EXCERPTED PASSAGE:
_ _ _ _

Stem-cell cure for Type 1 diabetes 'on par with discovery of antibiotics'
Woman giving herself insulin injection (Shutterstock)

The Telegraph's Sarah Knapton reports that scientists at Harvard University have discovered how to use stem-cells to manufacture insulin-producing cells, paving the way to a cure for Type 1 diabetes.


Type 1 diabetes is an autoimmune disease that causes the body to stop producing insulin, which regulates glucose levels is in the blood. It is the most common form of diabetes in children, and makes up about 10 percent of overall cases in adults.

Diabetics keep the glucose levels within acceptable levels via daily insulin injections, but those injections are not sufficiently accurate to manage the body's metabolism, which leads to complications like the loss of limbs and blindness.

Doug Melton, Harvard's Xander University Professor and a Howard Hughes Medical Institute Investigator, began researching the disorder twenty-three years ago, when his infant son, Sam, was diagnosed with it.

_ _ _ _

PROMPT A: According to the article on stem cells and Type 1 diabetes, what share of overall diabetes cases in adults is Type 1?
PROMPT B: Carry on the article on stem cells and Type 1 diabetes, picking up right after its final sentence.
The rows that follow have no connection to the article on stem cells and Type 1 diabetes.

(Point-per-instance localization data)
_ _ _ _

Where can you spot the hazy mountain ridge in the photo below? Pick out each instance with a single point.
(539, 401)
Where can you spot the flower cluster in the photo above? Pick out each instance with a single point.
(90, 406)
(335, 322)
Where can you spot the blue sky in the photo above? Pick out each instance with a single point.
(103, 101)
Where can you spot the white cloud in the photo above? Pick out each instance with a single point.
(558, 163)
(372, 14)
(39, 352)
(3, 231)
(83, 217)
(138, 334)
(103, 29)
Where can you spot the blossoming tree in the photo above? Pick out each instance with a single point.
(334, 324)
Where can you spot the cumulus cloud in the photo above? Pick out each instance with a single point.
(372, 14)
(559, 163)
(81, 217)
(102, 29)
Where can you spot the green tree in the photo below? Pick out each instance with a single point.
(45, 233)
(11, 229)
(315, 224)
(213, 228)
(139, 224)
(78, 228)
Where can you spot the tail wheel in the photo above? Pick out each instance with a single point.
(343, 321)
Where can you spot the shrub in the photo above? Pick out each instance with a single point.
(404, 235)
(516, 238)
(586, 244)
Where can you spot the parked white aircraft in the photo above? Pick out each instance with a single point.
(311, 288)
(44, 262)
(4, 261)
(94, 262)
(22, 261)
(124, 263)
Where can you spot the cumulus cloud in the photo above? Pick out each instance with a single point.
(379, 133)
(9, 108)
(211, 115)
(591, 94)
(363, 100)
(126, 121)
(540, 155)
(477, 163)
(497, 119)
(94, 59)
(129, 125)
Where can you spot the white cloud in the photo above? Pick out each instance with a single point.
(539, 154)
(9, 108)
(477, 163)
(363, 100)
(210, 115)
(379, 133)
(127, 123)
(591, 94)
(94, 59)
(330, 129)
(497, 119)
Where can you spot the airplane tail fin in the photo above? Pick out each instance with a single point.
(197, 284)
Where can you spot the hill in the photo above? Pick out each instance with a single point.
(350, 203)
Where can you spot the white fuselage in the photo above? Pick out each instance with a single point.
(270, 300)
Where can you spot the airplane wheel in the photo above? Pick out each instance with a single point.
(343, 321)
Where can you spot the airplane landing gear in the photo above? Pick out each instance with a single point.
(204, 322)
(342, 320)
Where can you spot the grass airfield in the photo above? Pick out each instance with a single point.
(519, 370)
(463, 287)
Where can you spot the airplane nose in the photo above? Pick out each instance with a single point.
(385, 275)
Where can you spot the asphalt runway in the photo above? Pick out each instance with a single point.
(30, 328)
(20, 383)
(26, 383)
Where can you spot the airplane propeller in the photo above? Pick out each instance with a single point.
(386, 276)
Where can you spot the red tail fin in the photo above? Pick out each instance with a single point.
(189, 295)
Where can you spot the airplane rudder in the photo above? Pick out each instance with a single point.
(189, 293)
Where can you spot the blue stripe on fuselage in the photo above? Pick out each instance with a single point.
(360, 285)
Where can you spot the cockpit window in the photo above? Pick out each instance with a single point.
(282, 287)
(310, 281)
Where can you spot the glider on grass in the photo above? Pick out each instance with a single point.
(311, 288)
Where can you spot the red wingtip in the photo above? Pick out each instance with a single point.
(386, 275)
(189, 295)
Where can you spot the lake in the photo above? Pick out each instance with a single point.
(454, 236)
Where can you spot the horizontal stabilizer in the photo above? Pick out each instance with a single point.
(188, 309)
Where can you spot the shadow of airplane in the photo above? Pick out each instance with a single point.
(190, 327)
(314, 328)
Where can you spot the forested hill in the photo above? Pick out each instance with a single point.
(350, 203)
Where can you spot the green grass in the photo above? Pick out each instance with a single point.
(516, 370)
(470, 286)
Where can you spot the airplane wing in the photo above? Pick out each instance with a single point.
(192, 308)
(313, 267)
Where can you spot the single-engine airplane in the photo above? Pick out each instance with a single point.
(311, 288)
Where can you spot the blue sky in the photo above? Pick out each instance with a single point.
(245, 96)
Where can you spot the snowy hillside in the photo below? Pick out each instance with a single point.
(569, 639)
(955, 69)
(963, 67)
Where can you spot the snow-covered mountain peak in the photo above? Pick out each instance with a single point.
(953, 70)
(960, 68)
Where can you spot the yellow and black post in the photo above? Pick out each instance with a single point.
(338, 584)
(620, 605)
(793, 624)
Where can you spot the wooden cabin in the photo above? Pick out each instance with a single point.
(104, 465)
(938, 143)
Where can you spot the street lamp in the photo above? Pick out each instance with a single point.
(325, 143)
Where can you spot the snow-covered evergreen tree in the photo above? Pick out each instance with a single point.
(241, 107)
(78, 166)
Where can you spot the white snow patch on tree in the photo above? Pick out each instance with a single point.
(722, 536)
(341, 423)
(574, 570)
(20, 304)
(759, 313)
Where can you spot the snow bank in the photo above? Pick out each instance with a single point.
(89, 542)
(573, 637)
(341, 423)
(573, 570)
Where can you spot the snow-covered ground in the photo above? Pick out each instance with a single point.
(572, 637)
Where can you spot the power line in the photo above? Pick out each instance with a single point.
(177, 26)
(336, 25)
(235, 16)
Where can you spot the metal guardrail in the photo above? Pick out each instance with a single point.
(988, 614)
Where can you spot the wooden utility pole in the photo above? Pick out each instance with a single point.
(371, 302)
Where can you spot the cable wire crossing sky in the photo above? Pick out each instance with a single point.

_ _ _ _

WRITTEN REPLY A: About 10 percent.

WRITTEN REPLY B:
He and his fellow researchers at Harvard were able to use embryonic stem cells to create insulin-producing pancreatic beta cells that would obviate the need for insulin injections. They implanted the cells in non-human primates earlier this year, and to date, the cells are still producing insulin.

"We are now just one pre-clinical step away from the finish line," Melton said.

"It was gratifying to know that we could do something that we always thought was possible," he continued, "but many people felt it wouldn't work. If we had shown this was not possible, then I would have had to give up on this whole approach. Now I'm really energized."

"If this scalable technology is proven to work in both the clinic and in the manufacturing facility, the impact on the treatment of diabetes will be a medical game-changer on a par with antibiotics and bacterial infections," Chris Mason, Professor of Regenerative Medicine at University College London, told The Telegraph.

Rockefeller University's Elaine Fuchs concurred, calling the breakthrough "one of the most important advances to date in the stem cell field. For decades, researchers have tried to generate human pancreatic beta cells that could be cultured and passaged long term under conditions where they produce insulin."

"Melton and his colleagues have now overcome this hurdle and opened the door for drug discovery and transplantation therapy in diabetes," she added.

A report on the research was published in the journal Cell.